■ Stored data entries ■
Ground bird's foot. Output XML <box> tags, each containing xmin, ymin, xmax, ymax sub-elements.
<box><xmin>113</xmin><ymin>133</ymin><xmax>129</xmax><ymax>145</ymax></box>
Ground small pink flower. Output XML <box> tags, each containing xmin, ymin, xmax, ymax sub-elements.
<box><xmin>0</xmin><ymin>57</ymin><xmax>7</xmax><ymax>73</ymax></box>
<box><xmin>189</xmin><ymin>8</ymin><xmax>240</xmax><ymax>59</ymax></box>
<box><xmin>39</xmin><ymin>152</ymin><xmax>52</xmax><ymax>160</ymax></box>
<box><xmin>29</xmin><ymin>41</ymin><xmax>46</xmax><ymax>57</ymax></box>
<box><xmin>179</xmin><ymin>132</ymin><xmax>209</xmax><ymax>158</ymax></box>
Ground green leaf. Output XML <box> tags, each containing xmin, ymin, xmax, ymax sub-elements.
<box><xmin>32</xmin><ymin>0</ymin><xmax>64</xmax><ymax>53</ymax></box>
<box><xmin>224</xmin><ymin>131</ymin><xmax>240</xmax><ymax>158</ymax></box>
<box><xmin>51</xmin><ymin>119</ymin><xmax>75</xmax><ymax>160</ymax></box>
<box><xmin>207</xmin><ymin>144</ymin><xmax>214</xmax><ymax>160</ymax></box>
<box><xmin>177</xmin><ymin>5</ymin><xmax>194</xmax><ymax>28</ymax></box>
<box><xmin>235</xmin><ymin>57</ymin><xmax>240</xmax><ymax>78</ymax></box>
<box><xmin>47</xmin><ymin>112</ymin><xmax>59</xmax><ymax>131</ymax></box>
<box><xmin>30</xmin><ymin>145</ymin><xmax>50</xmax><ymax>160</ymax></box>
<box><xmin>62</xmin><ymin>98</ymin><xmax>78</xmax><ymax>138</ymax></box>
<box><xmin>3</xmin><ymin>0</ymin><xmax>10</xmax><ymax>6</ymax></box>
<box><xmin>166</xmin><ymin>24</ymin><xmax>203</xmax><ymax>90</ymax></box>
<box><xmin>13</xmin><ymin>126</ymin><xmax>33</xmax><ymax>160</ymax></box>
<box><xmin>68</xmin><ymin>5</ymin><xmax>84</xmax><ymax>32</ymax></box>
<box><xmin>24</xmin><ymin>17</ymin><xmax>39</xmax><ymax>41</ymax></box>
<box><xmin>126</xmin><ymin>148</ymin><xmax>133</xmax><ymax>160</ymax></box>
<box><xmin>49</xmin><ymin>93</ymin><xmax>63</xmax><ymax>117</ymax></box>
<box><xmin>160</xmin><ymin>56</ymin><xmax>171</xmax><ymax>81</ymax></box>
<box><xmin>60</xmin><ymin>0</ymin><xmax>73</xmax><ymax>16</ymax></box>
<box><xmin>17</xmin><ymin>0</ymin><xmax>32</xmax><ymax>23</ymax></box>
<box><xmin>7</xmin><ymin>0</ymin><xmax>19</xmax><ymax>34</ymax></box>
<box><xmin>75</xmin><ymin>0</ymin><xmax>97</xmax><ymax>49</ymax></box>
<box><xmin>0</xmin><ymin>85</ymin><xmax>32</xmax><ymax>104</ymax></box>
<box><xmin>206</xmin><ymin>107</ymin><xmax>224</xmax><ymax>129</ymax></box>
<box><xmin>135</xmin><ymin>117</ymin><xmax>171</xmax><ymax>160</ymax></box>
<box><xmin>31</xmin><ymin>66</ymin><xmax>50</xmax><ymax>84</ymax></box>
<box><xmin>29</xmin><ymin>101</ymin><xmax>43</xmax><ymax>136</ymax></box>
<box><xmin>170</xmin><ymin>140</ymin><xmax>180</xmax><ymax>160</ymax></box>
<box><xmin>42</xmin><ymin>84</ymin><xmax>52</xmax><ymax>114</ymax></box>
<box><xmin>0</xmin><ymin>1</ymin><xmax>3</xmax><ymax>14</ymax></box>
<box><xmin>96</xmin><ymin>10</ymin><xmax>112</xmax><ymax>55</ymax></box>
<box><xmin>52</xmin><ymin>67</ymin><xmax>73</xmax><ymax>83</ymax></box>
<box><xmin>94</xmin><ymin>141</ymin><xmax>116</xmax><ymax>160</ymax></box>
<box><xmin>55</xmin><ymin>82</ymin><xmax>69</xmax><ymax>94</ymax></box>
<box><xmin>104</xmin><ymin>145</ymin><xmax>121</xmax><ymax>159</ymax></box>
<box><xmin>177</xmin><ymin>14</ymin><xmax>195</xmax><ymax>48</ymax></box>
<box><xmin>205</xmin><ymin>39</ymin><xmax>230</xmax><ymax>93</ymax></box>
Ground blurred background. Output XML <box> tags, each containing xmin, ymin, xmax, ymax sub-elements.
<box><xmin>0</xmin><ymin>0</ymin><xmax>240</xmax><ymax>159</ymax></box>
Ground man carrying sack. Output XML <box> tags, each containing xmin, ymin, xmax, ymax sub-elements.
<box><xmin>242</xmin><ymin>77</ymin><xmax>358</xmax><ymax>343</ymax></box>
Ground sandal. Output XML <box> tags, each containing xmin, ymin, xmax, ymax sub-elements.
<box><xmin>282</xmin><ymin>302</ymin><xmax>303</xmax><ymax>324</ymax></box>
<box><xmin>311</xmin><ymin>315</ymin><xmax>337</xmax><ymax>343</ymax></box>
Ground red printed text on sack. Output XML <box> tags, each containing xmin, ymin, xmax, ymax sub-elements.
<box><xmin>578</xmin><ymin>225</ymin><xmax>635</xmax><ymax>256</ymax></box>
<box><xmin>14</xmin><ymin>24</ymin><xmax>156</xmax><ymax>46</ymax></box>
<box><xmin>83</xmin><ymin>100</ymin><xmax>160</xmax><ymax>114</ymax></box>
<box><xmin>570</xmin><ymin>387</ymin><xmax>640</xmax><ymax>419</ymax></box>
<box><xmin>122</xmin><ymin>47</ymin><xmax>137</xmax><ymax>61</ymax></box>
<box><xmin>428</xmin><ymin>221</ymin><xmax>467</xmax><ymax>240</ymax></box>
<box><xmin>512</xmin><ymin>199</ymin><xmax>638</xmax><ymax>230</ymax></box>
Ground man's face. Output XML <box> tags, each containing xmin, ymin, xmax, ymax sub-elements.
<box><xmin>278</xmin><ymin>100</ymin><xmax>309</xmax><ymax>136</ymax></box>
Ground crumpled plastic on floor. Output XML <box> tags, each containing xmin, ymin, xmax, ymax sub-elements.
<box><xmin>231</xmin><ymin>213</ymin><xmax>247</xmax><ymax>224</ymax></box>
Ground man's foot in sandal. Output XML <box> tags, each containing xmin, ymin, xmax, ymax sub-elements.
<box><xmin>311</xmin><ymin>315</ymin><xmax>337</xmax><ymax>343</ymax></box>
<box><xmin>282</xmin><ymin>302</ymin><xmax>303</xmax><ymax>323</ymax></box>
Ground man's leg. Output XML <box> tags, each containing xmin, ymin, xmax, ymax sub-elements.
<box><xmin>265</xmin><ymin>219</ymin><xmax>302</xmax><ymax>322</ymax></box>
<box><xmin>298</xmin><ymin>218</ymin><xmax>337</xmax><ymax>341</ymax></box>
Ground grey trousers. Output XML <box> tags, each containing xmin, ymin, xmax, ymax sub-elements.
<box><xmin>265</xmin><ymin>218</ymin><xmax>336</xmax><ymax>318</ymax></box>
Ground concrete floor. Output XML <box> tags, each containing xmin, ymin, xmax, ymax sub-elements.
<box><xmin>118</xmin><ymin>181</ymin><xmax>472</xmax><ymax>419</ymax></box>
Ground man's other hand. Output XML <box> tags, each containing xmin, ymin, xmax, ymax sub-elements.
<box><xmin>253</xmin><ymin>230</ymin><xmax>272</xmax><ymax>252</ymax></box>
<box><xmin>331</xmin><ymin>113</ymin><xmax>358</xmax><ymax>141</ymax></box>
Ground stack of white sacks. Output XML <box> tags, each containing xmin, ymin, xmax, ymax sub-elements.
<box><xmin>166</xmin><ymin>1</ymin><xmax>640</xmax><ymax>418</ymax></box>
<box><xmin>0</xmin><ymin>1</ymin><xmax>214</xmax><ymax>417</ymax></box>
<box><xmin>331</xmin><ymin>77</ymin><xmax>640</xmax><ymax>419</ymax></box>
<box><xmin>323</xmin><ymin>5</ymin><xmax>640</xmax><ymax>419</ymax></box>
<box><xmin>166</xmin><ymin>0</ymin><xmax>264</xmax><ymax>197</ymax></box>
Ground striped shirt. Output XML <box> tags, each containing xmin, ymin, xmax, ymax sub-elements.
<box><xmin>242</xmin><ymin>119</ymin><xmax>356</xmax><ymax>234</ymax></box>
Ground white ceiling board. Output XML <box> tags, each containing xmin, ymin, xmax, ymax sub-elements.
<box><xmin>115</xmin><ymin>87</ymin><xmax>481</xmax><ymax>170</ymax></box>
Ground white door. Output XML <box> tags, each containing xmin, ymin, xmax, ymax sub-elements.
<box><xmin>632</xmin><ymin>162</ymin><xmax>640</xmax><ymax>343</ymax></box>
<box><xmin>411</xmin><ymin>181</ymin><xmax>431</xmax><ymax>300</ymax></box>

■ Task directions ■
Write out once more the lines above beginning at the line with "Ground grey trousers."; continue through the final line and stop there.

■ Solution for this problem ■
Ground grey trousers. Output XML <box> tags, each containing xmin, ymin, xmax, ymax sub-elements.
<box><xmin>265</xmin><ymin>218</ymin><xmax>336</xmax><ymax>318</ymax></box>
Ground concrete floor. Output XML <box> tags, each containing xmin, ymin, xmax, ymax sub-elements.
<box><xmin>118</xmin><ymin>181</ymin><xmax>472</xmax><ymax>419</ymax></box>
Ground man's other hand. Output XML <box> tags, each containing xmin, ymin, xmax, ymax sub-elements.
<box><xmin>253</xmin><ymin>230</ymin><xmax>272</xmax><ymax>252</ymax></box>
<box><xmin>331</xmin><ymin>113</ymin><xmax>358</xmax><ymax>141</ymax></box>
Ground stack of white sacks. Output XML <box> tags, each containing xmin, ymin, xmax, ymax sub-elements.
<box><xmin>166</xmin><ymin>1</ymin><xmax>640</xmax><ymax>418</ymax></box>
<box><xmin>0</xmin><ymin>1</ymin><xmax>214</xmax><ymax>417</ymax></box>
<box><xmin>331</xmin><ymin>77</ymin><xmax>640</xmax><ymax>419</ymax></box>
<box><xmin>323</xmin><ymin>5</ymin><xmax>640</xmax><ymax>419</ymax></box>
<box><xmin>166</xmin><ymin>0</ymin><xmax>264</xmax><ymax>197</ymax></box>
Ground striped shirt. Output XML <box> tags, each containing xmin, ymin, xmax, ymax sub-elements.
<box><xmin>242</xmin><ymin>119</ymin><xmax>356</xmax><ymax>234</ymax></box>
Ground white ceiling board. Output XML <box> tags, each containing xmin, ymin, xmax, ymax sub-elements.
<box><xmin>115</xmin><ymin>87</ymin><xmax>481</xmax><ymax>170</ymax></box>
Ground white door. Output XML <box> tags, each containing xmin, ymin, xmax, ymax sub-elements.
<box><xmin>632</xmin><ymin>162</ymin><xmax>640</xmax><ymax>343</ymax></box>
<box><xmin>411</xmin><ymin>181</ymin><xmax>431</xmax><ymax>300</ymax></box>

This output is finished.